**WHAT YOU SHOULD DO:** Copy every one of the records below, keeping each line word for word.

**DATA FOR THE TASK:**
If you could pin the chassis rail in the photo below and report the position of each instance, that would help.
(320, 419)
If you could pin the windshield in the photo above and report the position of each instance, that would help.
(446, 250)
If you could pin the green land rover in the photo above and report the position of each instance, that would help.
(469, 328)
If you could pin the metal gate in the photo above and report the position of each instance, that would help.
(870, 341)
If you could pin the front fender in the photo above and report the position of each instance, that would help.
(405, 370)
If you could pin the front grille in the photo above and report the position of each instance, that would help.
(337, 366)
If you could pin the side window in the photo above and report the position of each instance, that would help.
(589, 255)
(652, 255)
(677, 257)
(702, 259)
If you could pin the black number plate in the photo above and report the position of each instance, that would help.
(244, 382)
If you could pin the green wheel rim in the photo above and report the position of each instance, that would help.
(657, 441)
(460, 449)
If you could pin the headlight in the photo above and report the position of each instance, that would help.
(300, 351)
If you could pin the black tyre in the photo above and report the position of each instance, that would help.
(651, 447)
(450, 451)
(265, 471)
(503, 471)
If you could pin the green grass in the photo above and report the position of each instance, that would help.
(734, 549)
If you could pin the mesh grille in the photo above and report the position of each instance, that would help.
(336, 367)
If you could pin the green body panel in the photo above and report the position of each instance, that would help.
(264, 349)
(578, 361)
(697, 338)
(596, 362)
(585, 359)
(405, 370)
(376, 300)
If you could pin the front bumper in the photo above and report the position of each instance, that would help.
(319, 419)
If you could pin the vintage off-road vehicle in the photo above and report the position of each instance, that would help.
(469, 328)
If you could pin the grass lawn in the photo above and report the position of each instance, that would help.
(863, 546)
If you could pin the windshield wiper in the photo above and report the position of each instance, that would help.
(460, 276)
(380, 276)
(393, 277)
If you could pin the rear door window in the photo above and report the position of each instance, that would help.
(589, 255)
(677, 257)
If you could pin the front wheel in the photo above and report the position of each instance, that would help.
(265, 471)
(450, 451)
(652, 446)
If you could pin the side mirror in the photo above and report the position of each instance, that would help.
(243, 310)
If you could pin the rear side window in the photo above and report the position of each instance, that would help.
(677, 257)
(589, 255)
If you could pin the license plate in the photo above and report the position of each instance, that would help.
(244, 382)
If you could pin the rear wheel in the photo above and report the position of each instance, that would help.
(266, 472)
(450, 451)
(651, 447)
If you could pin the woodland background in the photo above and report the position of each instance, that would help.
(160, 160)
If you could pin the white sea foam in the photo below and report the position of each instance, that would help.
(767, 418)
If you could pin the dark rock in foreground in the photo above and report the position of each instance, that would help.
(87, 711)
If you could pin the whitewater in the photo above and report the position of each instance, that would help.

**SOLVED PROBLEM:**
If you could pin the chassis rail in the photo below and report the position of each instance, that would help.
(320, 419)
If you could pin the windshield in the photo above and report the position of each instance, that would help.
(446, 250)
If you could pin the green land rover in the photo above and report the position of each instance, that would help.
(469, 328)
If you could pin the metal gate in the photo above and report the position of each instance, that would help.
(870, 341)
If you could pin the front fender in the photo above and report the position of each instance, that would help.
(405, 370)
If you could pin the front grille in the photo above and report the position of each instance, that would help.
(337, 366)
If you could pin the side window in the photo above and report the position of each instance, that would help.
(589, 255)
(652, 255)
(677, 257)
(702, 259)
If you could pin the black number plate in the photo above and report the position of each instance, that would help.
(244, 382)
If you could pin the green wheel rim in the photo above and report the position of each instance, that would help.
(657, 441)
(460, 449)
If you could pin the headlight in the photo above and report the position of each instance, that would help.
(300, 351)
If you could pin the black tyre in the photo above and report the position of each instance, that would help.
(651, 447)
(450, 451)
(265, 471)
(503, 471)
If you could pin the green grass in the photo above and report the position of each instance, that would help.
(734, 549)
If you could pin the mesh grille in the photo above and report the position of each instance, that would help.
(336, 367)
If you could pin the green body panel in the photo above and report the position of each instance, that would help.
(264, 349)
(578, 361)
(697, 338)
(596, 362)
(585, 359)
(405, 370)
(376, 300)
If you could pin the front bumper in the photo above and report the position of each instance, that would help.
(319, 419)
If you could pin the vintage off-road vehicle in the photo above and report the position of each instance, that would help.
(469, 328)
If you could pin the grass lawn in the photo above and report the position of each instance, that would help.
(863, 546)
If you could pin the windshield wiper in the photo above and report the position of each instance, that would help.
(460, 276)
(380, 276)
(393, 277)
If you could pin the rear door window in the photo above and report the position of each instance, that would help.
(589, 255)
(677, 257)
If you could pin the front wheel in the photo above and report the position of each instance, that would help.
(265, 471)
(450, 451)
(652, 446)
If you could pin the side mirror in the photo above and report the position of each instance, that would help.
(243, 310)
If you could pin the rear side window in the photo above and report the position of each instance, that would help.
(677, 257)
(589, 255)
If you could pin the license plate in the photo above and report the position of each instance, that would help.
(244, 382)
If you could pin the rear wheel in the photo above and report the position of each instance, that would help.
(266, 472)
(450, 451)
(651, 447)
If you could pin the woodland background in the photo above and report the position of each instance, that would help.
(160, 160)
If you could pin the white sea foam in the photo below and report the position of each instance, that would help.
(767, 418)
If you could pin the dark rock in foreground in the photo above and report the position of each instance, that would help.
(87, 711)
If you could pin the whitewater in the photo above and report the position of each instance, that would help.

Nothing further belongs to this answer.